• **Exercise brief**
Please copy, exactly as written, the span from the first line below to the line that contains "TARGET = headlight", including both, and skip the pictures.

• **Source data**

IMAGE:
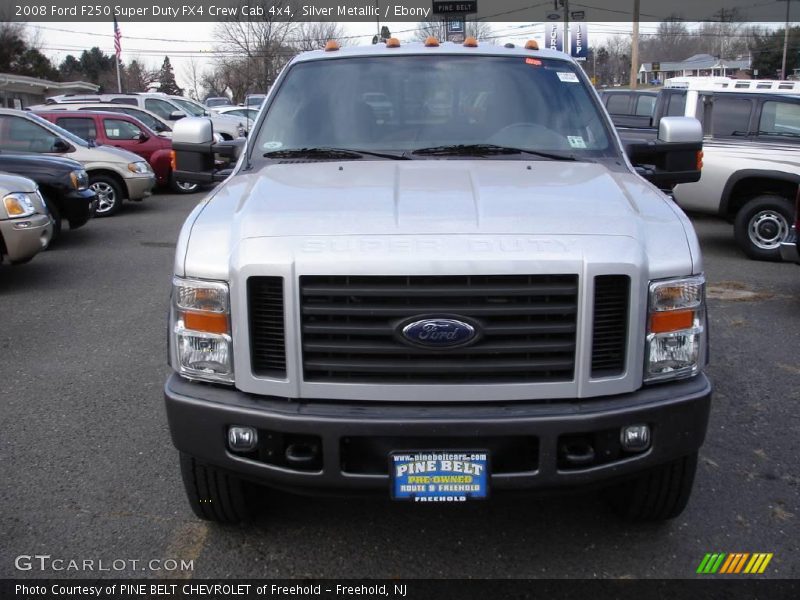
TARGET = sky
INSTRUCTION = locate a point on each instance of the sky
(184, 42)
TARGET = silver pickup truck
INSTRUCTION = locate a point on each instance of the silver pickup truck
(751, 163)
(471, 290)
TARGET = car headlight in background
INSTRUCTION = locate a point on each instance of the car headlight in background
(18, 205)
(202, 330)
(139, 167)
(80, 179)
(676, 328)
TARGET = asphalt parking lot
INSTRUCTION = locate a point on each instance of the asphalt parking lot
(87, 469)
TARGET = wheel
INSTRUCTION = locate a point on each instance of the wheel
(215, 495)
(762, 224)
(183, 187)
(55, 218)
(658, 494)
(109, 195)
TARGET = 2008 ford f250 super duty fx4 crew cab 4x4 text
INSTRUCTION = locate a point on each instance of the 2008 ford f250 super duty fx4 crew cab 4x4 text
(471, 290)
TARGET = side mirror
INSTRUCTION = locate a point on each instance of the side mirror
(680, 129)
(60, 146)
(675, 157)
(196, 149)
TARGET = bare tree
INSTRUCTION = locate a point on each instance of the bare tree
(191, 74)
(438, 29)
(309, 35)
(263, 43)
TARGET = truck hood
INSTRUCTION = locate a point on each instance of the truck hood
(436, 197)
(27, 161)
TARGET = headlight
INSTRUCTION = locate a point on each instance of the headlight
(676, 329)
(203, 344)
(79, 179)
(18, 205)
(139, 167)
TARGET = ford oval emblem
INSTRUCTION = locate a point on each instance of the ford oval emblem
(438, 333)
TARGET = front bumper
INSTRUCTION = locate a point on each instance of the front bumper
(199, 415)
(26, 237)
(140, 186)
(789, 249)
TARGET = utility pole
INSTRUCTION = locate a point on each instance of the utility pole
(785, 40)
(635, 46)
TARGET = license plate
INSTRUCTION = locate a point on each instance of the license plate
(439, 475)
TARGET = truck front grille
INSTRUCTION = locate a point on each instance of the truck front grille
(267, 330)
(610, 330)
(527, 328)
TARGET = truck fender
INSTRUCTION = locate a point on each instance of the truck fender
(738, 176)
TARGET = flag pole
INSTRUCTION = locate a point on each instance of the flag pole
(117, 52)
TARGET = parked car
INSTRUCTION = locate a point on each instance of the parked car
(217, 101)
(128, 133)
(25, 226)
(751, 159)
(790, 247)
(237, 111)
(254, 100)
(161, 126)
(62, 182)
(630, 108)
(114, 174)
(362, 301)
(167, 107)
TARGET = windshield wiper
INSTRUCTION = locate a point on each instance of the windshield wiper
(486, 150)
(331, 153)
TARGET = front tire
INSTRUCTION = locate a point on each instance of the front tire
(109, 195)
(183, 187)
(215, 495)
(658, 494)
(762, 224)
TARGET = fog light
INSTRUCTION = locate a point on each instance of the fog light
(635, 438)
(242, 439)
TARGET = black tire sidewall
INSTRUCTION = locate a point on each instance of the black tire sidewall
(746, 213)
(117, 191)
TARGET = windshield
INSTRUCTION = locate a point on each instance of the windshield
(60, 131)
(145, 118)
(194, 110)
(409, 103)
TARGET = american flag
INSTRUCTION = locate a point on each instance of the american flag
(117, 38)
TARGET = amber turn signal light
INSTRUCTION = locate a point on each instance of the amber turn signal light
(207, 322)
(673, 320)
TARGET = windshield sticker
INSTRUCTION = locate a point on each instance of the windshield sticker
(576, 141)
(567, 77)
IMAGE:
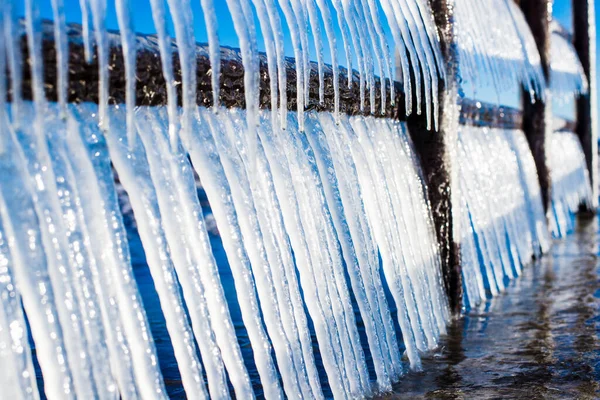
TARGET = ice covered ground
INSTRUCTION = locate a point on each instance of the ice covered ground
(539, 339)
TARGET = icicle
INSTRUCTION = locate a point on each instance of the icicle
(329, 31)
(312, 284)
(401, 48)
(62, 53)
(325, 252)
(3, 117)
(210, 20)
(86, 182)
(277, 34)
(367, 34)
(33, 271)
(346, 224)
(426, 57)
(570, 179)
(18, 376)
(337, 5)
(113, 250)
(13, 52)
(295, 35)
(268, 30)
(164, 45)
(84, 5)
(382, 220)
(301, 20)
(186, 45)
(350, 21)
(82, 262)
(316, 29)
(98, 8)
(255, 231)
(361, 51)
(383, 52)
(128, 43)
(247, 36)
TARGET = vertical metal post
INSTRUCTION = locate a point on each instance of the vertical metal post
(437, 150)
(584, 40)
(537, 116)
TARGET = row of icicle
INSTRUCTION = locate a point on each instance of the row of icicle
(496, 48)
(365, 47)
(324, 204)
(66, 248)
(502, 219)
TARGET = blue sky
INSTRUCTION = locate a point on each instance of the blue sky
(142, 20)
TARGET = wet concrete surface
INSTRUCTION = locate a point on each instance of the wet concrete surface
(538, 340)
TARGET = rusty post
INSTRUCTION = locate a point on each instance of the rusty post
(436, 151)
(584, 40)
(537, 115)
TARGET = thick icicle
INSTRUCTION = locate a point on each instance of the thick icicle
(310, 279)
(31, 272)
(18, 377)
(341, 205)
(114, 253)
(101, 251)
(247, 258)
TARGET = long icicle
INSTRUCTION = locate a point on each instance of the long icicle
(210, 20)
(164, 45)
(128, 43)
(62, 52)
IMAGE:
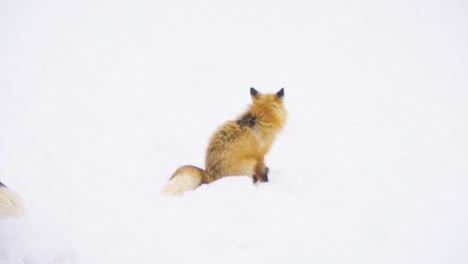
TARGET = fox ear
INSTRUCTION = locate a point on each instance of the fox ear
(253, 92)
(280, 93)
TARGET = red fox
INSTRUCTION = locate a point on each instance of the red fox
(10, 203)
(238, 147)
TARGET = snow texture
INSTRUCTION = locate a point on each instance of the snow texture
(101, 101)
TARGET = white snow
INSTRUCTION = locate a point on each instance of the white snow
(101, 101)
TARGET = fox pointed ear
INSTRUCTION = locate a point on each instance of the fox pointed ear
(253, 92)
(280, 93)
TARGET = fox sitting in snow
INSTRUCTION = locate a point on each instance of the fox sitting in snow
(238, 147)
(10, 203)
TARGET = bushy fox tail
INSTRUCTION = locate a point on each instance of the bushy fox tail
(184, 179)
(10, 203)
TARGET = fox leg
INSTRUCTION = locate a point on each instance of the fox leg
(261, 172)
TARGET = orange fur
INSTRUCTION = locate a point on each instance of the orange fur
(239, 147)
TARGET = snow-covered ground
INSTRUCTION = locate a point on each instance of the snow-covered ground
(100, 101)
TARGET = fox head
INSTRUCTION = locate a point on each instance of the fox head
(269, 106)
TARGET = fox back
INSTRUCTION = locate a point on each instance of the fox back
(238, 147)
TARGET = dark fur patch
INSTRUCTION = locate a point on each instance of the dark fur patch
(247, 120)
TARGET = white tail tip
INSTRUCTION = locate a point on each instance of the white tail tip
(10, 204)
(180, 184)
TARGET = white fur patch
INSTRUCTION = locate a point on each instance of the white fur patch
(10, 204)
(180, 184)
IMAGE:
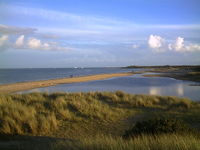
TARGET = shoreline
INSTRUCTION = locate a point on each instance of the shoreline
(23, 86)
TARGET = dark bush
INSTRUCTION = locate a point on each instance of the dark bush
(157, 126)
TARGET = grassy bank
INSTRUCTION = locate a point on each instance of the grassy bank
(90, 120)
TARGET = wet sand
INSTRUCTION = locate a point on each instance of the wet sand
(22, 86)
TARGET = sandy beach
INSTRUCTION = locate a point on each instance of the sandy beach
(22, 86)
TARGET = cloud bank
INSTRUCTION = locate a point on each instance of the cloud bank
(31, 43)
(159, 44)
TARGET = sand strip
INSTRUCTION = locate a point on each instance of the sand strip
(22, 86)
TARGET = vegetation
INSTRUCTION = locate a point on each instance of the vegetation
(157, 126)
(145, 142)
(93, 120)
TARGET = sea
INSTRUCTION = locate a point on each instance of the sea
(134, 84)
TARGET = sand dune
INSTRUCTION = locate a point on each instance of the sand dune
(22, 86)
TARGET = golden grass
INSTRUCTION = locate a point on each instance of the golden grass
(77, 114)
(93, 120)
(145, 142)
(16, 87)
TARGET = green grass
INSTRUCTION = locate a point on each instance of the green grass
(146, 142)
(81, 117)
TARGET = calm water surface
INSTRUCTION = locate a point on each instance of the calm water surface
(135, 84)
(23, 75)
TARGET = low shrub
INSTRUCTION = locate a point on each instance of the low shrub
(158, 126)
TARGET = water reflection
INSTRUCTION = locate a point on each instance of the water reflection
(134, 85)
(176, 90)
(180, 90)
(155, 91)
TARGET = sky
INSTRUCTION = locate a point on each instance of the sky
(98, 33)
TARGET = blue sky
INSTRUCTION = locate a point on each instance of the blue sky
(98, 33)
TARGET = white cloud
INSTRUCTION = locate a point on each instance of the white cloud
(179, 46)
(20, 41)
(3, 40)
(34, 43)
(135, 46)
(156, 42)
(37, 44)
(4, 29)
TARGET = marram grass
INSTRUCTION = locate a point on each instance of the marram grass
(80, 117)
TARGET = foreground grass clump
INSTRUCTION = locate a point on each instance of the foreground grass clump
(144, 142)
(158, 126)
(76, 115)
(73, 121)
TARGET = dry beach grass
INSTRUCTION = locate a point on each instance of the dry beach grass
(16, 87)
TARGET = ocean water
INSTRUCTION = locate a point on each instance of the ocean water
(135, 84)
(34, 74)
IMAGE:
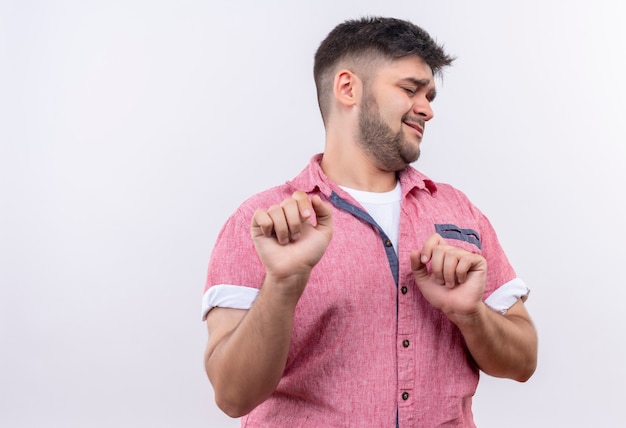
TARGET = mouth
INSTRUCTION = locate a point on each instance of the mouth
(416, 127)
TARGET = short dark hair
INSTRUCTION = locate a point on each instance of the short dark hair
(388, 38)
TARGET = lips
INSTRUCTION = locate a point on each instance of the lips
(419, 129)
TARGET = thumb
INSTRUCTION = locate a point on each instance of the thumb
(323, 213)
(419, 269)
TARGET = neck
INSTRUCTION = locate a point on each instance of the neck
(353, 169)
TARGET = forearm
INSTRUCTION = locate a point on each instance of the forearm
(501, 345)
(247, 364)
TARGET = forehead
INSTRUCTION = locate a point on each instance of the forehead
(406, 68)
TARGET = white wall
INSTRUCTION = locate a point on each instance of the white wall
(130, 130)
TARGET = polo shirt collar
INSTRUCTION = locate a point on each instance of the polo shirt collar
(313, 177)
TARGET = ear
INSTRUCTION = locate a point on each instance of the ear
(347, 88)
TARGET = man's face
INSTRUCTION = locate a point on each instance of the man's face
(394, 110)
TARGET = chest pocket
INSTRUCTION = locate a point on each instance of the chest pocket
(451, 231)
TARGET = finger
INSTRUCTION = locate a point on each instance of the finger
(323, 213)
(419, 269)
(470, 262)
(437, 263)
(304, 204)
(261, 224)
(281, 229)
(291, 212)
(451, 268)
(429, 245)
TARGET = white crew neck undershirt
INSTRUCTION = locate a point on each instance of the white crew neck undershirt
(384, 207)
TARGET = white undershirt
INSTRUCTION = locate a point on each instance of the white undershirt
(385, 210)
(384, 207)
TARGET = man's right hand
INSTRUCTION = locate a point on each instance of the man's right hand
(286, 241)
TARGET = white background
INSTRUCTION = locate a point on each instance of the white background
(130, 130)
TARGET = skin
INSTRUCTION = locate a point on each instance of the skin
(375, 128)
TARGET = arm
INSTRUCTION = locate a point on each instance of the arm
(247, 350)
(501, 345)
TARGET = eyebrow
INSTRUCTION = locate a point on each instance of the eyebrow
(421, 83)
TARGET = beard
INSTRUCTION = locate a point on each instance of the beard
(389, 150)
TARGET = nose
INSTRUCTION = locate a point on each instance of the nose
(423, 109)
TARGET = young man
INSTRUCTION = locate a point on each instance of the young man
(362, 293)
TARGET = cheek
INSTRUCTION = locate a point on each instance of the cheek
(394, 112)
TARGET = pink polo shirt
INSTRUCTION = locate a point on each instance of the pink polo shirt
(367, 349)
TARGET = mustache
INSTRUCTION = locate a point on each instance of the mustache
(414, 119)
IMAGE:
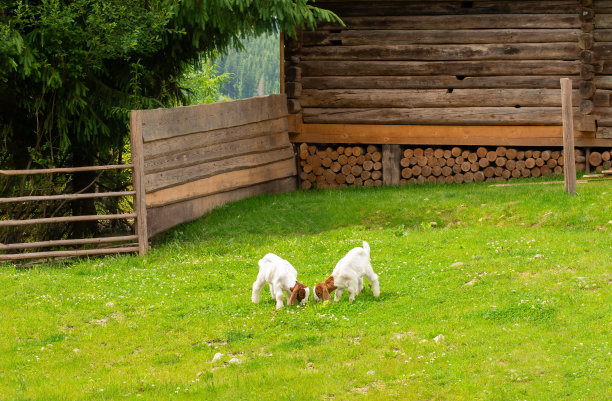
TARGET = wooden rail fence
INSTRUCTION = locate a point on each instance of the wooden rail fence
(128, 244)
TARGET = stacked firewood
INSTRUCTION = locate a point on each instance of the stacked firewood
(339, 166)
(419, 165)
(600, 160)
(325, 166)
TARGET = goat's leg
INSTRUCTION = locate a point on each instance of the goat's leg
(272, 291)
(373, 277)
(257, 286)
(280, 298)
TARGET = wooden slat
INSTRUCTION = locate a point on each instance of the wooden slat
(433, 82)
(450, 22)
(162, 218)
(603, 50)
(219, 151)
(451, 116)
(66, 219)
(391, 157)
(603, 21)
(438, 98)
(602, 35)
(222, 183)
(67, 254)
(464, 36)
(222, 135)
(462, 68)
(569, 167)
(66, 169)
(604, 133)
(492, 135)
(165, 123)
(68, 242)
(513, 51)
(136, 141)
(170, 178)
(66, 196)
(362, 8)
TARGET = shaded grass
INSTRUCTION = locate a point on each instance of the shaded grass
(524, 314)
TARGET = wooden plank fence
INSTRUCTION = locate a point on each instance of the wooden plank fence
(199, 157)
(186, 161)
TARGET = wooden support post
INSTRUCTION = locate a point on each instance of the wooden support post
(568, 137)
(282, 62)
(391, 163)
(138, 180)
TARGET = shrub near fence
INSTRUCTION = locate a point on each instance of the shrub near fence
(198, 157)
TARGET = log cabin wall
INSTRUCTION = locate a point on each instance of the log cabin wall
(469, 73)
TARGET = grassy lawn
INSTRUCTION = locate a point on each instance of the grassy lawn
(517, 280)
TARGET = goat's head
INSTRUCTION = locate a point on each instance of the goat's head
(300, 292)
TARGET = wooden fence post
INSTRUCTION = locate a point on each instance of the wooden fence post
(140, 207)
(569, 168)
(391, 163)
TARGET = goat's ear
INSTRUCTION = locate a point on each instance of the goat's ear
(325, 294)
(293, 295)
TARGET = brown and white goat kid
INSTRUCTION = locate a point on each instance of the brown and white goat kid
(282, 277)
(348, 274)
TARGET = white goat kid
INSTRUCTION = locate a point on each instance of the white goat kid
(348, 274)
(282, 278)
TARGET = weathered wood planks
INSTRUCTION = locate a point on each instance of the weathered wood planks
(432, 98)
(208, 117)
(454, 63)
(429, 36)
(469, 135)
(165, 217)
(222, 183)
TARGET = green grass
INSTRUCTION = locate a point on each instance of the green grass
(516, 279)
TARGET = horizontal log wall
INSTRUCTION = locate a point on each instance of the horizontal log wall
(341, 165)
(454, 63)
(198, 157)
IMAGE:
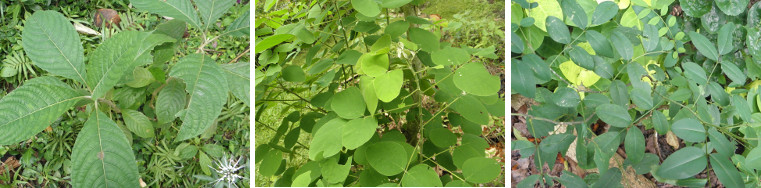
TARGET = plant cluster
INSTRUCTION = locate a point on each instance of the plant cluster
(680, 70)
(131, 104)
(392, 105)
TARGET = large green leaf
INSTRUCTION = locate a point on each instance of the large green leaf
(367, 8)
(211, 10)
(38, 103)
(421, 175)
(102, 156)
(123, 51)
(388, 158)
(388, 85)
(53, 45)
(473, 78)
(171, 99)
(704, 46)
(480, 170)
(208, 93)
(689, 129)
(358, 131)
(138, 123)
(683, 163)
(327, 139)
(178, 9)
(614, 115)
(238, 80)
(348, 104)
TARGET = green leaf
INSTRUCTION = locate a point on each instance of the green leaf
(208, 93)
(428, 41)
(293, 73)
(141, 77)
(689, 129)
(480, 170)
(604, 12)
(178, 9)
(683, 163)
(557, 30)
(521, 78)
(102, 156)
(53, 45)
(388, 85)
(473, 78)
(634, 145)
(348, 104)
(238, 77)
(211, 10)
(358, 131)
(545, 9)
(394, 3)
(726, 171)
(660, 123)
(123, 51)
(271, 41)
(614, 115)
(573, 11)
(623, 46)
(374, 64)
(732, 7)
(367, 8)
(421, 175)
(695, 73)
(171, 99)
(138, 123)
(704, 46)
(388, 158)
(28, 109)
(327, 139)
(450, 56)
(695, 8)
(726, 38)
(240, 27)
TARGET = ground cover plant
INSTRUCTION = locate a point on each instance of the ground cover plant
(638, 93)
(374, 93)
(149, 100)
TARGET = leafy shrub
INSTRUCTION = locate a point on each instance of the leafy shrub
(676, 69)
(112, 87)
(391, 106)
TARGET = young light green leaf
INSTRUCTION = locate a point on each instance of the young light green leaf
(178, 9)
(704, 46)
(726, 37)
(683, 163)
(211, 10)
(388, 158)
(348, 104)
(53, 45)
(473, 78)
(604, 12)
(102, 156)
(634, 144)
(28, 109)
(421, 175)
(694, 72)
(689, 129)
(358, 131)
(557, 30)
(208, 93)
(138, 123)
(171, 99)
(614, 115)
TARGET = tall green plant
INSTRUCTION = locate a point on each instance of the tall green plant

• **Answer to this exercise**
IMAGE:
TARGET = sky
INSTRUCTION = locate a point on each instance of the sky
(184, 42)
TARGET = silver pickup truck
INSTRUCTION = locate a point on each instance of the silver pickup truck
(751, 163)
(471, 290)
TARGET = car headlight in background
INSTRUCTION = locate a point on each instance of the car headlight in background
(18, 205)
(202, 330)
(139, 167)
(80, 179)
(676, 328)
TARGET = asphalt parking lot
INSTRUCTION = locate a point on each instance of the asphalt parking lot
(87, 469)
TARGET = wheel
INSTRUCTION = locate a point on each instance of the wheel
(215, 495)
(762, 224)
(183, 187)
(55, 218)
(658, 494)
(109, 195)
TARGET = 2008 ford f250 super duty fx4 crew cab 4x4 text
INSTRUCTION = locate a point on each instance of the 2008 ford f250 super duty fx4 crew cab 4x4 text
(471, 290)
TARGET = side mirror
INSTRUCTION = locate a point on each instance of the side mirror
(680, 129)
(60, 146)
(675, 157)
(196, 149)
TARGET = bare tree
INSTRUCTION = locate a point on each instance of the bare tree
(191, 74)
(438, 29)
(309, 35)
(263, 43)
TARGET = truck hood
INSTRUCTION = locate a point on each instance of the truck hood
(436, 197)
(27, 161)
TARGET = headlight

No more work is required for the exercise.